— Data excerpts —
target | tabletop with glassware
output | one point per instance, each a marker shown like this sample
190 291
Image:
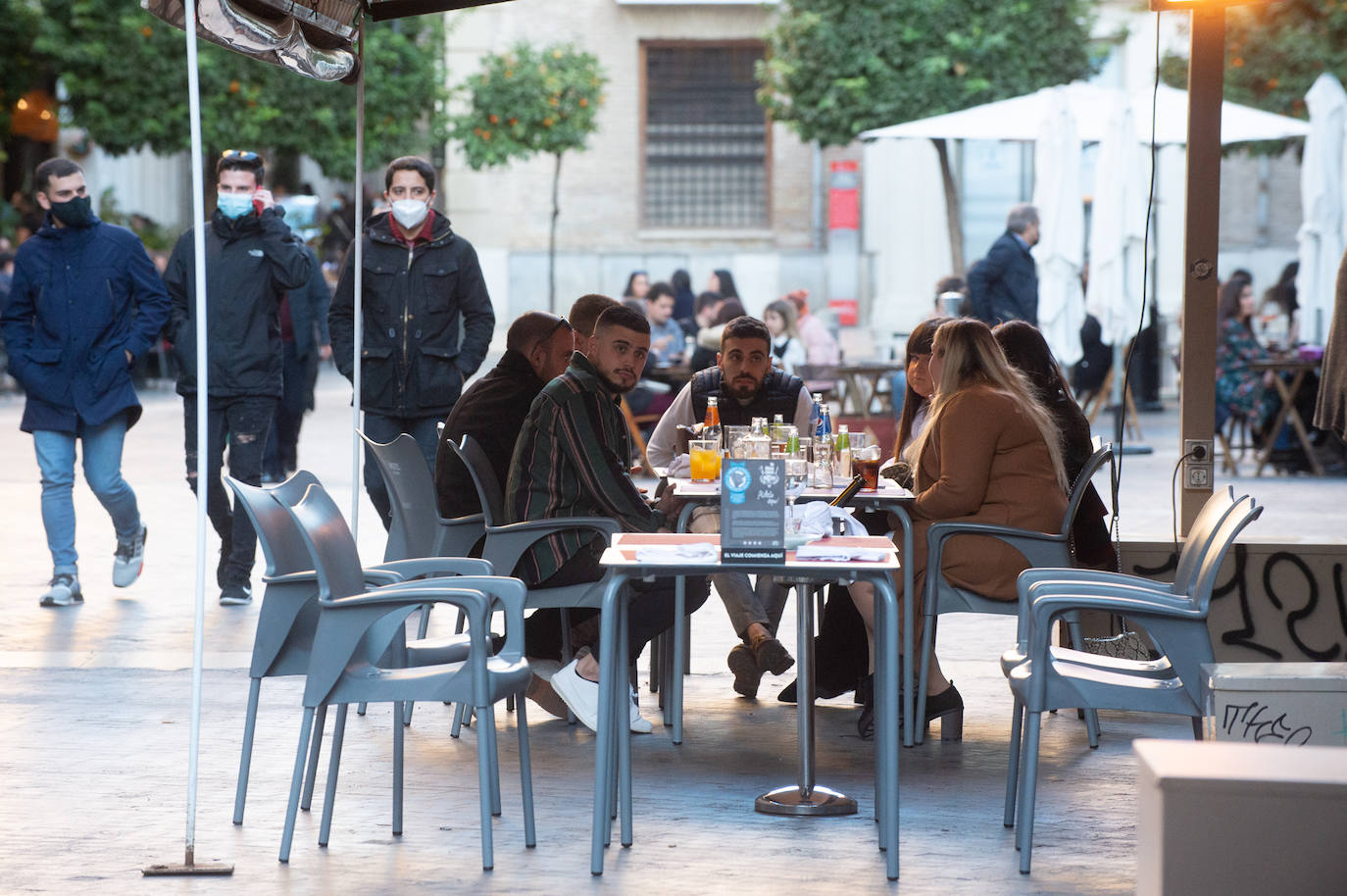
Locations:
838 469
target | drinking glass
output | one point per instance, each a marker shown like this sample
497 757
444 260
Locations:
706 460
868 465
734 439
796 478
821 474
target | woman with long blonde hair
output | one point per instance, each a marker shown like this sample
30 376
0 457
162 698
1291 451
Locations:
989 453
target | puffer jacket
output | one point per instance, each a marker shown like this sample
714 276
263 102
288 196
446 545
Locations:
251 262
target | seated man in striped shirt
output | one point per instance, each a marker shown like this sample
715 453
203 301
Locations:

— Exercise description —
Copy out all the records above with "puffer jacket" swapped for "winter coat" and everything else left unchanged, omitting the pictures.

— Response —
target | tabletop with glassware
output | one point per instance, each a marker shown like this sample
190 291
Image:
Locations:
838 469
target | drinking glass
output | one point per instance, each a marker shown like this sample
497 757
444 260
Locations:
706 460
868 465
734 439
796 478
821 474
target | woman with long blonde hair
output | one point per instance, each a marker shown like this sample
30 376
0 457
162 698
1291 451
Locations:
989 453
target | winter coat
output | one point per instance, each a marker shown like this sample
714 276
263 102
288 196
446 545
Locations:
251 262
target | seated man in striped shirt
output | one point per instance, each a marker shown like this sample
715 453
203 301
Locations:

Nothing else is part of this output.